+++ Data

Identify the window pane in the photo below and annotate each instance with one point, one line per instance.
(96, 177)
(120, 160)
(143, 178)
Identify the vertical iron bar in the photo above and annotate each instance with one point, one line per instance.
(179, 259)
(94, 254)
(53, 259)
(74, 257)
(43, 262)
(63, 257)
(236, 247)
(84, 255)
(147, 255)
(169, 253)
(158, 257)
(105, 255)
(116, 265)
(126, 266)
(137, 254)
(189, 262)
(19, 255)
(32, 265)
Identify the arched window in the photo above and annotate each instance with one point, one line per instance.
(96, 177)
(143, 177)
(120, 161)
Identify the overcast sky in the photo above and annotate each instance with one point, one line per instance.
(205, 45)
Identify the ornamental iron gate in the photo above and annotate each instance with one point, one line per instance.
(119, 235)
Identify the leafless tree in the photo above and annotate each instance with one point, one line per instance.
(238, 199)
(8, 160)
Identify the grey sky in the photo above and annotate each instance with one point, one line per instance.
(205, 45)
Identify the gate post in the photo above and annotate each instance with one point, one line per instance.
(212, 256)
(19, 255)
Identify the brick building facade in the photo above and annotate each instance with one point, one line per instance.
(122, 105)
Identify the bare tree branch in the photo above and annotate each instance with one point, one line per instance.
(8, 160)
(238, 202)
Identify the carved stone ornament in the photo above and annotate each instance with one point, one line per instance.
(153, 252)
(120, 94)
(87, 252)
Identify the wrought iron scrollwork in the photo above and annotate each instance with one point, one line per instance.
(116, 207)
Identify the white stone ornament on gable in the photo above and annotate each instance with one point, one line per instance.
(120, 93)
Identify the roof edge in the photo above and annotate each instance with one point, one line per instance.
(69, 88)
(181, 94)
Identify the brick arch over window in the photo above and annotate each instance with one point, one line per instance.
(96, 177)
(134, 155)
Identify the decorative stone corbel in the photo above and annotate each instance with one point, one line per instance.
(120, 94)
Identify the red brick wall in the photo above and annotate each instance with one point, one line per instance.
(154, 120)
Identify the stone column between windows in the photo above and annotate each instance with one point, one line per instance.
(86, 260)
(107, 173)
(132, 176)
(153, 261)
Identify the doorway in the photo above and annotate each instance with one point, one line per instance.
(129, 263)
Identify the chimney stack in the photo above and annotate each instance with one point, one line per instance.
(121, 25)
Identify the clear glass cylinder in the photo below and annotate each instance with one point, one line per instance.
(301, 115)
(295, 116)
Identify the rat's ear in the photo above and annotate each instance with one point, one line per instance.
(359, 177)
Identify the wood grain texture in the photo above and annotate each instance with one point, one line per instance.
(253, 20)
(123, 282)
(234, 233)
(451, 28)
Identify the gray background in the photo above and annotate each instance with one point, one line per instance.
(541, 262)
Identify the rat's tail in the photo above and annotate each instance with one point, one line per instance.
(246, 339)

++++++

From the line with "Identify the doorway" to the end of the listing above, set down every line exactly as it appears, both ends included.

Exercise response:
Identify the doorway in the photo above and annotate each instance with one point, one line per instance.
(129, 263)
Identify the chimney stack in the photo above and annotate each instance with one point, one line per instance.
(121, 25)
Identify the clear glass cylinder in the photo below and annotate each instance with one point, one line per instance.
(301, 115)
(295, 116)
Identify the rat's ear in the photo above and annotate each instance with one point, one line per instance.
(359, 177)
Identify the wood grain texture in the photo above and annotate each instance with one point, one line per instance.
(253, 20)
(123, 282)
(234, 233)
(451, 28)
Identify the gray background in the photo above and annotate each instance with one point, one line per instance.
(541, 262)
Identify the rat's tail in the photo above and annotate each instance with one point, one line per instance.
(246, 339)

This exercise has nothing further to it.